What the exercise asks - Tally the lines in the following entries that include the word "large"; state only the total.

(Dataset entries)
· · ·
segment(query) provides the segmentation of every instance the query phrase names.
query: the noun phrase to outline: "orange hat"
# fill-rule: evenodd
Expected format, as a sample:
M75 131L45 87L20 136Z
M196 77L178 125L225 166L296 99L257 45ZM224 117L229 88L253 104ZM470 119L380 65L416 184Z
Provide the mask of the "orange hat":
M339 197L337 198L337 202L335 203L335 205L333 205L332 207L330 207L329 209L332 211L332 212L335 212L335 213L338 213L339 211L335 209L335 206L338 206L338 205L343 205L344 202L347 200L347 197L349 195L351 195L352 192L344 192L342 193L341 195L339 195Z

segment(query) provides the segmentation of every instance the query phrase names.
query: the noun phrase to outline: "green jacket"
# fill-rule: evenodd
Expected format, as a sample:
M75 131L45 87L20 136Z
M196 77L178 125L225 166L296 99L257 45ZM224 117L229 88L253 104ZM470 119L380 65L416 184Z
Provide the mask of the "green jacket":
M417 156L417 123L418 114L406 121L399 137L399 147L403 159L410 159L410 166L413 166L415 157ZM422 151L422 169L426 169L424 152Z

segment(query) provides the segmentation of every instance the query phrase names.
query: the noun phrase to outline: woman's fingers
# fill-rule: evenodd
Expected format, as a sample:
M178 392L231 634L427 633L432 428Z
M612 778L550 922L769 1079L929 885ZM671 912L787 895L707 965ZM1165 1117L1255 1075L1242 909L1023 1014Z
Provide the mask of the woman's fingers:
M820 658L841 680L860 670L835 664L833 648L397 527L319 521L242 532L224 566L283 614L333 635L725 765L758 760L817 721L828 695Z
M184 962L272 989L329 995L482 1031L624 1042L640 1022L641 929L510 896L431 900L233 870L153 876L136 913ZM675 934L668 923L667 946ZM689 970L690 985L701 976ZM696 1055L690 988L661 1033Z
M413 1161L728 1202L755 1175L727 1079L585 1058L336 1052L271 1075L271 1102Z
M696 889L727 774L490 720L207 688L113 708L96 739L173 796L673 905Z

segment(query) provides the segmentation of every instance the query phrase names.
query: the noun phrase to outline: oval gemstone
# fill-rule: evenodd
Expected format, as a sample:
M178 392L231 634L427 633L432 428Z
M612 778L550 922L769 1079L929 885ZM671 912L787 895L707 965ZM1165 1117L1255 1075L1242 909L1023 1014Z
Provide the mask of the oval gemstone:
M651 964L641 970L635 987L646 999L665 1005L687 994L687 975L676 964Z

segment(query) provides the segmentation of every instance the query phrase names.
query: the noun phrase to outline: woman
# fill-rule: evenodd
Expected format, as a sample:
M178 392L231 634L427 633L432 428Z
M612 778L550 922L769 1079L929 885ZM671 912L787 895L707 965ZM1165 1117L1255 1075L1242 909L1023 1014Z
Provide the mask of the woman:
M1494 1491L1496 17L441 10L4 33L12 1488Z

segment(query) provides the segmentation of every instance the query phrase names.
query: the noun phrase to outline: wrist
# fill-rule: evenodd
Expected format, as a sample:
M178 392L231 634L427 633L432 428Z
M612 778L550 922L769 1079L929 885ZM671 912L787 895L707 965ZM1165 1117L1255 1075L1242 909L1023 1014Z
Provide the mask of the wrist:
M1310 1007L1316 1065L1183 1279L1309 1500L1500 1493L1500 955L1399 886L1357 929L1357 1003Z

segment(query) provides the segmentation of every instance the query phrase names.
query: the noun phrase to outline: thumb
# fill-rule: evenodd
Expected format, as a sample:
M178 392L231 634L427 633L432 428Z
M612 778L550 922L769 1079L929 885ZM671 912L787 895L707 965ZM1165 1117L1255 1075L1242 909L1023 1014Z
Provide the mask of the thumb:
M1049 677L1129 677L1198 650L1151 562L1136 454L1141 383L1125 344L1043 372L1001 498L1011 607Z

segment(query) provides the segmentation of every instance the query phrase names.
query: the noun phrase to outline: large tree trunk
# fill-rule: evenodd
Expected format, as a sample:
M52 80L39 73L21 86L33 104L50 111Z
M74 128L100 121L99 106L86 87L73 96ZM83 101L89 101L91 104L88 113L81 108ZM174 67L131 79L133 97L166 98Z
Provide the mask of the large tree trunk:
· · ·
Finished task - 2